> _EXERCISE INSTRUCTIONS_
The answer must be the full listing, reproduced word for word.

> _STORED DATA_
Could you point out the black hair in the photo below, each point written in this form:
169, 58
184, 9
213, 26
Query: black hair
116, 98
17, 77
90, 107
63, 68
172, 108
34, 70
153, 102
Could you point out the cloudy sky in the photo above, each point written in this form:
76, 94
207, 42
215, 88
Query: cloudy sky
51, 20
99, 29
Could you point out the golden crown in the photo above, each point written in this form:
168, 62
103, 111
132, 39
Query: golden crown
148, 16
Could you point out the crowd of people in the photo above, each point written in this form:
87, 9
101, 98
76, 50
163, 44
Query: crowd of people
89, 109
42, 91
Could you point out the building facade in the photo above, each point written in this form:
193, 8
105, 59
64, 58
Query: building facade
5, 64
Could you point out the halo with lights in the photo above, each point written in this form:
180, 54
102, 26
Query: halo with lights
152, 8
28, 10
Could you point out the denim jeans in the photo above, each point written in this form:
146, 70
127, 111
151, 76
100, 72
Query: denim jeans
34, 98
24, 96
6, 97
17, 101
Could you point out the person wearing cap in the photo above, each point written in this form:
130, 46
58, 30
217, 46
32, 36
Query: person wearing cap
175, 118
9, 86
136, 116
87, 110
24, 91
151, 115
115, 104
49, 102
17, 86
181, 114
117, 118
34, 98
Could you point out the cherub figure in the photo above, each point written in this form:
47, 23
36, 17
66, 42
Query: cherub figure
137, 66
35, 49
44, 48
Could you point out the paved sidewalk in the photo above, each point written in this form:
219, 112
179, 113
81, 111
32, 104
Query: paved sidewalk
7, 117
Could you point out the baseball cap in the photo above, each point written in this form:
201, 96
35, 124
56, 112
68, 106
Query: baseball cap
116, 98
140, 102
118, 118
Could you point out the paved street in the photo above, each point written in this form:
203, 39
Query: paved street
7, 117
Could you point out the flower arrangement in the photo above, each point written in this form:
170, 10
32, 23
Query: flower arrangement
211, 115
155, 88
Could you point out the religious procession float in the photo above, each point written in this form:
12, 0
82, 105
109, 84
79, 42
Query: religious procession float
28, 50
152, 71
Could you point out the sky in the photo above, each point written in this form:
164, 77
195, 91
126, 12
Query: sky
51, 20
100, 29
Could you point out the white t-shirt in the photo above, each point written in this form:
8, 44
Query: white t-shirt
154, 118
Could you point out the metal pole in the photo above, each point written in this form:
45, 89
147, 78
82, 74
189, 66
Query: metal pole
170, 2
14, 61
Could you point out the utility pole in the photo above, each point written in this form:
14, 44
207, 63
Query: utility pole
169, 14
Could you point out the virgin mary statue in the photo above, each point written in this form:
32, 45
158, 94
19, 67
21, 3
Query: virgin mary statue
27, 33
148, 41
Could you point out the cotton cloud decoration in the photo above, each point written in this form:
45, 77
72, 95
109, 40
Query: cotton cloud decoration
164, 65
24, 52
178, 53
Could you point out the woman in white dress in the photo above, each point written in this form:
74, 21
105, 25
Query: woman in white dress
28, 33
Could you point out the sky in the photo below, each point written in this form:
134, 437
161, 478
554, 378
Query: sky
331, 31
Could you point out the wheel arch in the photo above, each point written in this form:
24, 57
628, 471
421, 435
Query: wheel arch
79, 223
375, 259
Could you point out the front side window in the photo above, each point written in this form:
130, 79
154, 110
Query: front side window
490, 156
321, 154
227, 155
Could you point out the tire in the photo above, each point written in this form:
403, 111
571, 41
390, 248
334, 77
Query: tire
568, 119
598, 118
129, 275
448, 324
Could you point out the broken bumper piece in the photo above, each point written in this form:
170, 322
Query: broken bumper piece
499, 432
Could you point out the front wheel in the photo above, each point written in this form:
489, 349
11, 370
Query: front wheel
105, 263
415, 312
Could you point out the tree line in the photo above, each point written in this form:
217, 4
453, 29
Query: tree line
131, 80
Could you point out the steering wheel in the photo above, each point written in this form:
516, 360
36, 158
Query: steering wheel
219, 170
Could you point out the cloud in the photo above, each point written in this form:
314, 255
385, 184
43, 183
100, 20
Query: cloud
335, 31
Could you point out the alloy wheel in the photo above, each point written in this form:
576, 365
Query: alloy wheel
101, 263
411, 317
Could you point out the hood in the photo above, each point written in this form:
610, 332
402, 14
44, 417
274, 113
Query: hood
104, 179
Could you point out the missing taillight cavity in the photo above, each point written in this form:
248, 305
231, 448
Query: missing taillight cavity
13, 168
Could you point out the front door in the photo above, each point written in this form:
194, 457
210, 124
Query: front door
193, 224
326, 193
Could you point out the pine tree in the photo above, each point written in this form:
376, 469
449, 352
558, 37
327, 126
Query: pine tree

> _SOLUTION BELOW_
Could you point out the black hair in the photo below, each point written in this form:
169, 58
184, 9
213, 26
Query: black hair
116, 98
17, 77
90, 107
63, 68
172, 108
34, 70
153, 102
Could you point out the cloudy sky in the photo above, each point written in this form:
76, 94
207, 42
215, 88
Query: cloudy sky
51, 20
99, 29
Could you point out the golden crown in the photo above, each point written in this form:
168, 62
103, 111
132, 39
Query: golden crown
148, 16
Could you point out the crowd of people in the photo above, each point written in this form:
87, 9
101, 98
76, 50
163, 44
Query: crowd of people
89, 109
42, 91
Could you point out the building facade in the photo above, each point written in this form:
193, 8
105, 59
64, 58
Query: building facade
5, 64
Could you point out the halo with lights in the photo above, each point written in this form:
180, 54
102, 26
Query: halo with lights
152, 8
28, 10
Could you point out the denim jeans in the photo above, each point written in this form:
146, 70
127, 111
151, 76
100, 72
Query: denim jeans
34, 98
24, 96
6, 97
17, 101
Could you point out the person wearing cap in the photo above, each point written in this form:
130, 46
58, 30
217, 46
32, 36
Query: person wearing cap
175, 118
9, 86
136, 116
87, 110
24, 91
151, 115
115, 104
49, 102
17, 86
181, 114
117, 118
34, 98
Could you point out the cherub figure in the photo above, each point written in this form:
47, 23
36, 17
66, 42
Query: cherub figure
137, 66
35, 49
44, 48
Could you point out the paved sidewalk in the photo above, each point written in this form:
219, 112
179, 113
81, 111
32, 104
Query: paved sidewalk
7, 117
Could you point out the baseball cap in the photo above, each point written in this form:
201, 96
35, 124
56, 112
68, 106
Query: baseball cap
116, 98
140, 102
118, 118
Could you point out the paved street in the photo above, each point written in this form:
203, 39
Query: paved street
7, 117
Could you point out the flower arrangement in the photo above, each point written in this form:
170, 10
32, 23
Query: flower arrangement
211, 115
155, 88
Could you point out the religious procession float in the photo above, each point written in this form:
12, 0
82, 105
109, 84
79, 42
Query: religious procession float
28, 50
152, 71
Could you point out the sky in the photo above, each point written in this form:
164, 77
195, 91
126, 12
Query: sky
51, 20
100, 29
Could you point out the white t-shirt in the photo above, each point written in this form:
8, 44
Query: white t-shirt
154, 118
Could you point out the metal pole in the photo above, each point written in this form:
45, 89
147, 78
82, 74
189, 66
Query: metal pole
170, 2
14, 61
Could you point out the utility pole in the photo above, each point written in this form:
14, 44
207, 63
Query: utility pole
169, 14
Could you point out the virgin mary statue in the photo above, each point written in this form:
32, 45
158, 94
19, 67
21, 3
Query: virgin mary statue
27, 33
148, 41
Could you point out the cotton cloud decoration in the photo above, each point written in this form:
45, 77
72, 95
109, 40
Query: cotton cloud decoration
164, 65
24, 52
178, 53
Could you point out the woman in white dress in the photo above, each point written in this form:
74, 21
105, 25
Query: woman in white dress
28, 33
Could you point out the sky in the photo below, each point written in this form:
134, 437
161, 478
554, 378
Query: sky
331, 31
Could you point out the wheel arch in the photo above, each point written in this form:
24, 57
628, 471
421, 435
Query: wheel arch
79, 223
375, 259
Could you point out the front side window in the photo above, each point written in this form:
130, 79
154, 110
Query: front side window
490, 156
321, 154
227, 155
Could you point out the tire in the photo above, each point written in this form:
403, 111
571, 41
390, 248
334, 77
Query: tire
568, 119
598, 118
129, 275
448, 324
Could you point out the broken bumper piece in the photo above, each point written in this form:
170, 322
Query: broken bumper piece
499, 432
Could you point out the front wheel in the photo above, each point written in this form:
489, 349
11, 370
Query: front wheel
105, 263
415, 312
Could you point out the tree line in the photo above, each point written in this form:
217, 4
453, 29
Query: tree line
131, 80
Could you point out the steering wheel in the photo above, each point written in this form:
516, 360
36, 158
Query: steering wheel
219, 170
Could you point out the cloud in the photo above, each point written in this form:
314, 255
385, 184
43, 183
100, 20
Query: cloud
335, 31
Could you point out the alloy wheel in the photo above, each point written in this form:
576, 365
Query: alloy wheel
101, 263
411, 317
Could you point out the hood in the photo above, each point written in this form:
610, 332
402, 14
44, 417
274, 113
Query: hood
104, 179
Could you point out the missing taillight cavity in the photo above, each point written in this form:
248, 305
231, 448
Query: missing taillight cavity
13, 168
Could you point out the front door in the photo above, each point written in this form:
194, 457
210, 124
Query: front door
193, 224
326, 193
Could you point out the pine tree in the photo above, each point written in this form:
376, 469
449, 352
558, 37
327, 126
Query: pine tree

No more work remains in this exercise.